__Work required__
Copy out all of the records, exactly as they appear.

__Dataset entries__
******************************
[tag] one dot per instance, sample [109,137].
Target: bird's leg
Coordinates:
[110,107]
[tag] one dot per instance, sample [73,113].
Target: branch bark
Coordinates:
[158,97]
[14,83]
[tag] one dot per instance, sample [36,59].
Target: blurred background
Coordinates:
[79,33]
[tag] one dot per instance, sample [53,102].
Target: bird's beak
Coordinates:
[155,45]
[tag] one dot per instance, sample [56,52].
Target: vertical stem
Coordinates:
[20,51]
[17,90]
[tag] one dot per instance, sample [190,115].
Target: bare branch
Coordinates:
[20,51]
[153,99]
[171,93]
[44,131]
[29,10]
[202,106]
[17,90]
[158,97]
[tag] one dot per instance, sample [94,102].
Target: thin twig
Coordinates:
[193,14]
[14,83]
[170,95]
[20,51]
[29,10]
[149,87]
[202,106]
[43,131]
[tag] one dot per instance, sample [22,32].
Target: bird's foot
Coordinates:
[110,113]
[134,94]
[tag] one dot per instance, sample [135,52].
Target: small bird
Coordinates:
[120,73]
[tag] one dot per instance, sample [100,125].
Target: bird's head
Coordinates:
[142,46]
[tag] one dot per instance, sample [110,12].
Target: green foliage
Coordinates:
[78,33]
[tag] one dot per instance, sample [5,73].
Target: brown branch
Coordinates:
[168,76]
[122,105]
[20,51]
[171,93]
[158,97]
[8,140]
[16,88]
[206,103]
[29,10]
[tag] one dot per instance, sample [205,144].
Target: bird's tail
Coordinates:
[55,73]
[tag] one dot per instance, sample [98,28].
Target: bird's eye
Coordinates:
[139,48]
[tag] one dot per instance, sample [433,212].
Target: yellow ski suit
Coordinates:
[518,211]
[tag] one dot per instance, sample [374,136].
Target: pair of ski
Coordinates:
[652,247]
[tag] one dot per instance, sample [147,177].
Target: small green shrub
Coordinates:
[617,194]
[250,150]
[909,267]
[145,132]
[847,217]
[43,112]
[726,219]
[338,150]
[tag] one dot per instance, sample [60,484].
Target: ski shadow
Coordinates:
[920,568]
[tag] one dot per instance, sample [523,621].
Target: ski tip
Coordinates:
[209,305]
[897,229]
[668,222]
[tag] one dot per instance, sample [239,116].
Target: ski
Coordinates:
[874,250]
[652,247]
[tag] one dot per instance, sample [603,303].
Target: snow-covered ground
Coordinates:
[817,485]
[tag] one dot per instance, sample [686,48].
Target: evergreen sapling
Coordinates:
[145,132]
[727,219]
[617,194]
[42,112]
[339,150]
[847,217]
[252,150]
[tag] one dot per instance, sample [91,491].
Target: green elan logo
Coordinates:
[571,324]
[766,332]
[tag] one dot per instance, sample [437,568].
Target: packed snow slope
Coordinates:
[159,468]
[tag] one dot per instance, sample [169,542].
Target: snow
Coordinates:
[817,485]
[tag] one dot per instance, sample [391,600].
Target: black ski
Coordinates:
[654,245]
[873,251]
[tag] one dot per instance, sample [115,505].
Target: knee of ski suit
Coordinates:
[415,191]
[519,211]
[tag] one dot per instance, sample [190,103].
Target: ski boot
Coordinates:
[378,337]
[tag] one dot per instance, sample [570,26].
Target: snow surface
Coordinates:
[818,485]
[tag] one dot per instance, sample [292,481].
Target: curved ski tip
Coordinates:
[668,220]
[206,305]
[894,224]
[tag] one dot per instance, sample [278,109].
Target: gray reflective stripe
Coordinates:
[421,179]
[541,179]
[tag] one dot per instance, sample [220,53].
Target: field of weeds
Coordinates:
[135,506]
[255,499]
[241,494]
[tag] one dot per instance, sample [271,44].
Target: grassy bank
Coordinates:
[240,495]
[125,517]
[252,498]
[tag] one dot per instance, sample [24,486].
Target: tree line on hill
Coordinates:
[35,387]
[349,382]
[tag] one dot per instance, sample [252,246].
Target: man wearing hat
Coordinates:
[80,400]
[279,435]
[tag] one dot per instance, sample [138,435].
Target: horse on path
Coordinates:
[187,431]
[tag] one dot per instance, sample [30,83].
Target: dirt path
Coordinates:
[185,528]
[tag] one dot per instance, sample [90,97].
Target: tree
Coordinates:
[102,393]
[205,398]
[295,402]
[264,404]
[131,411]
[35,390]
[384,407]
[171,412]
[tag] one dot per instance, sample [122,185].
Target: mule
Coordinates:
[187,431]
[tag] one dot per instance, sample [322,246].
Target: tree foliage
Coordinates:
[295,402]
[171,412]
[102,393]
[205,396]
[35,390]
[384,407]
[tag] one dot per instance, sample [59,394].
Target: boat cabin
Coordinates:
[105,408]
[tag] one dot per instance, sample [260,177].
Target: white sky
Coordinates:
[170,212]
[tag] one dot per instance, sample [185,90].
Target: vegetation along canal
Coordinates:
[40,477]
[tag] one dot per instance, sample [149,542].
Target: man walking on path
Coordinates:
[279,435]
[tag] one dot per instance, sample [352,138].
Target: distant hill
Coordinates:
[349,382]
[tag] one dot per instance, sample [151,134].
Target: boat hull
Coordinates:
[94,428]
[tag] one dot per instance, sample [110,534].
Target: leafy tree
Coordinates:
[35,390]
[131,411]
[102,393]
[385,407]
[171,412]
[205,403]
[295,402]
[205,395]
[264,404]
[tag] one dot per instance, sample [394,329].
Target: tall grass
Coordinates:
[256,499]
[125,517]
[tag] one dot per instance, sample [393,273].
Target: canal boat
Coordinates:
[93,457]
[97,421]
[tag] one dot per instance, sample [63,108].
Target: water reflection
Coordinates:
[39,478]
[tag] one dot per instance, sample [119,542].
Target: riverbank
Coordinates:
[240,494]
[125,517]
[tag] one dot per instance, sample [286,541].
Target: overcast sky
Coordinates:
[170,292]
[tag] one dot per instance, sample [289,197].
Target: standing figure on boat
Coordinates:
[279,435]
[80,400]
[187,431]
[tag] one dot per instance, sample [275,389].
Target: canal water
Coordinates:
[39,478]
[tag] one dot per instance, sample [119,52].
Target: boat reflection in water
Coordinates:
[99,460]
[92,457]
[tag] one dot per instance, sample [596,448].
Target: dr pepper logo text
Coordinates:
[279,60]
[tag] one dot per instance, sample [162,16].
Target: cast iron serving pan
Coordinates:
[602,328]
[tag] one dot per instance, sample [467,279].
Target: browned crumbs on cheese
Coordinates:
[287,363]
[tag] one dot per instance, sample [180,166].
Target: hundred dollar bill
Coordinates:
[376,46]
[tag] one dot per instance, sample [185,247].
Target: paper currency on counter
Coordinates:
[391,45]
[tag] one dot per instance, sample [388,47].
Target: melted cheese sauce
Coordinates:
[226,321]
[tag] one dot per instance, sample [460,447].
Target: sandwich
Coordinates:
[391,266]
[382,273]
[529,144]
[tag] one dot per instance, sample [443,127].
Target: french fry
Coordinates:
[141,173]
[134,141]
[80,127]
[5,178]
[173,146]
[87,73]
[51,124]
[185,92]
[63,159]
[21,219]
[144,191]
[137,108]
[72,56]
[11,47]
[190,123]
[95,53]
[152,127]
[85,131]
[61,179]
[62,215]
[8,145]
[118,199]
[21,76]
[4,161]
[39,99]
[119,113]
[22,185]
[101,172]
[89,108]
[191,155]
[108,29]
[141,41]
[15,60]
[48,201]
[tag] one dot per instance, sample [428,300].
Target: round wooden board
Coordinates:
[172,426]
******************************
__Result__
[tag] one dot per instance, sample [109,137].
Target: bird's leg
Coordinates:
[110,107]
[tag] one dot per instance, sample [73,113].
Target: branch bark
Coordinates:
[158,97]
[14,83]
[tag] one dot per instance, sample [36,59].
Target: blurred background
Coordinates:
[79,33]
[tag] one dot per instance, sample [53,102].
Target: bird's beak
Coordinates:
[155,45]
[tag] one dot per instance, sample [56,52].
Target: vertical stem
Coordinates:
[20,51]
[17,90]
[tag] one dot per instance, sample [190,115].
Target: bare branch
Coordinates:
[20,51]
[153,99]
[171,93]
[44,131]
[29,10]
[202,106]
[17,90]
[158,97]
[tag] one dot per instance, sample [94,102].
Target: thin twig
Coordinates:
[193,14]
[14,83]
[170,95]
[20,51]
[29,10]
[149,87]
[202,106]
[43,131]
[tag] one dot per instance, sample [22,32].
Target: bird's foot
Coordinates:
[110,113]
[134,94]
[tag] one dot per instance, sample [135,52].
Target: small bird
Coordinates:
[120,73]
[tag] one dot per instance, sample [100,125].
Target: bird's head
Coordinates:
[142,46]
[tag] one dot per instance, sample [110,12].
Target: green foliage
Coordinates:
[78,33]
[tag] one dot per instance, sample [5,73].
Target: brown branch
Coordinates:
[168,76]
[122,105]
[20,51]
[171,93]
[158,97]
[8,140]
[16,88]
[206,103]
[29,10]
[tag] one dot per instance, sample [205,144].
Target: bird's tail
Coordinates:
[55,73]
[tag] one dot per instance, sample [98,28].
Target: bird's eye
Coordinates:
[139,48]
[tag] one dot per instance, sample [433,212].
Target: yellow ski suit
Coordinates:
[518,211]
[tag] one dot per instance, sample [374,136].
Target: pair of ski
Coordinates:
[652,247]
[tag] one dot per instance, sample [147,177].
Target: small green shrub
Coordinates:
[617,194]
[250,150]
[909,267]
[145,132]
[847,217]
[43,112]
[726,219]
[338,150]
[tag] one dot per instance, sample [60,484].
Target: ski shadow
Coordinates:
[920,568]
[tag] one dot per instance, sample [523,621].
Target: ski tip
Coordinates:
[209,305]
[897,229]
[668,222]
[tag] one dot per instance, sample [239,116].
Target: ski
Coordinates:
[874,250]
[652,247]
[tag] one dot per instance, sample [603,303].
Target: snow-covered ground
Coordinates:
[817,485]
[tag] one dot per instance, sample [686,48].
Target: evergreen sapling
Coordinates:
[145,132]
[727,219]
[617,194]
[42,112]
[339,150]
[847,217]
[252,150]
[tag] one dot per instance, sample [91,491].
Target: green elan logo
Coordinates:
[571,324]
[766,332]
[tag] one dot per instance, sample [437,568].
Target: packed snow slope
Coordinates:
[159,468]
[tag] one dot per instance, sample [169,542].
Target: snow
Coordinates:
[817,485]
[tag] one dot per instance, sample [391,600].
Target: black ski
Coordinates:
[654,245]
[873,251]
[tag] one dot per instance, sample [115,505].
Target: knee of ski suit
Coordinates:
[415,191]
[519,211]
[tag] one dot per instance, sample [190,103].
Target: ski boot
Coordinates:
[378,337]
[tag] one dot per instance, sample [570,26].
Target: snow surface
Coordinates:
[818,485]
[tag] one dot per instance, sample [292,481].
Target: curved ski tip
Coordinates:
[668,220]
[206,305]
[894,224]
[tag] one dot per instance, sample [278,109].
Target: gray reflective stripe
Coordinates:
[421,179]
[541,179]
[tag] one dot per instance, sample [220,53].
Target: field of weeds
Coordinates:
[135,506]
[255,499]
[241,494]
[tag] one dot per instance, sample [271,44].
Target: grassy bank
Coordinates:
[240,495]
[125,517]
[252,498]
[tag] one dot per instance, sample [24,486].
Target: tree line on hill
Coordinates:
[35,387]
[349,382]
[tag] one dot per instance, sample [252,246].
Target: man wearing hat
Coordinates:
[80,400]
[279,435]
[tag] one dot per instance, sample [138,435].
Target: horse on path
Coordinates:
[187,431]
[tag] one dot per instance, sample [30,83].
Target: dirt path
Coordinates:
[185,528]
[tag] one dot per instance, sample [90,97].
Target: tree
Coordinates:
[102,393]
[205,398]
[295,402]
[264,404]
[131,411]
[35,390]
[384,407]
[171,412]
[tag] one dot per instance, sample [122,185].
Target: mule
Coordinates:
[187,431]
[tag] one dot per instance, sample [322,246].
Target: tree foliage
Coordinates:
[295,402]
[171,412]
[102,393]
[205,396]
[35,390]
[384,407]
[tag] one dot per instance, sample [59,394].
Target: boat cabin
Coordinates:
[105,408]
[tag] one dot per instance, sample [260,177].
Target: white sky
Coordinates:
[170,212]
[tag] one dot per instance, sample [185,90].
Target: vegetation along canal
Coordinates:
[40,477]
[tag] one dot per instance, sample [149,542].
Target: man walking on path
Coordinates:
[279,435]
[tag] one dot per instance, sample [352,138].
Target: distant hill
Coordinates:
[349,382]
[tag] one dot per instance, sample [151,134].
Target: boat hull
Coordinates:
[94,428]
[tag] one dot per instance, sample [110,534].
Target: leafy tree
Coordinates:
[35,390]
[131,411]
[102,393]
[385,407]
[171,412]
[205,403]
[295,402]
[205,395]
[264,404]
[tag] one dot per instance, sample [394,329].
Target: tall grass
Coordinates:
[256,499]
[125,517]
[tag] one dot per instance, sample [393,273].
Target: canal boat
Coordinates:
[93,457]
[97,421]
[tag] one dot per instance, sample [63,108].
Target: water reflection
Coordinates:
[39,478]
[tag] one dot per instance, sample [119,542].
Target: riverbank
Coordinates:
[240,494]
[125,517]
[tag] one dot per instance, sample [286,541].
Target: overcast sky
Coordinates:
[170,292]
[tag] one dot per instance, sample [289,197].
Target: standing figure on boat
Coordinates:
[279,435]
[80,400]
[187,431]
[tag] one dot per instance, sample [275,389].
Target: canal water
Coordinates:
[39,478]
[tag] one dot per instance, sample [119,52].
Target: boat reflection in water
Coordinates:
[99,460]
[92,457]
[tag] one dot per instance, sample [596,448].
Target: dr pepper logo text
Coordinates:
[279,60]
[tag] one dot per instance, sample [162,16].
Target: cast iron serving pan
Coordinates:
[602,328]
[tag] one dot per instance, sample [467,279].
Target: browned crumbs on cheese
Coordinates:
[287,363]
[tag] one dot per instance, sample [180,166].
Target: hundred dollar bill
Coordinates:
[376,46]
[tag] one dot per instance, sample [185,247].
Target: paper currency on counter
Coordinates:
[391,45]
[tag] one dot per instance, sample [388,47].
Target: melted cheese sauce
Coordinates:
[226,321]
[tag] one dot per instance, sample [460,447].
Target: sandwich
Coordinates:
[391,266]
[382,273]
[529,144]
[tag] one dot per instance, sample [443,127].
Target: french fry
Coordinates:
[141,173]
[134,141]
[80,127]
[5,178]
[173,146]
[87,73]
[51,124]
[185,92]
[63,159]
[21,219]
[144,191]
[137,108]
[72,56]
[11,47]
[190,123]
[95,53]
[152,127]
[85,131]
[61,179]
[62,215]
[8,145]
[118,199]
[21,76]
[4,161]
[39,99]
[119,113]
[22,185]
[101,172]
[89,108]
[191,155]
[108,29]
[141,41]
[15,60]
[48,201]
[tag] one dot per instance, sample [428,300].
Target: round wooden board
Coordinates:
[172,426]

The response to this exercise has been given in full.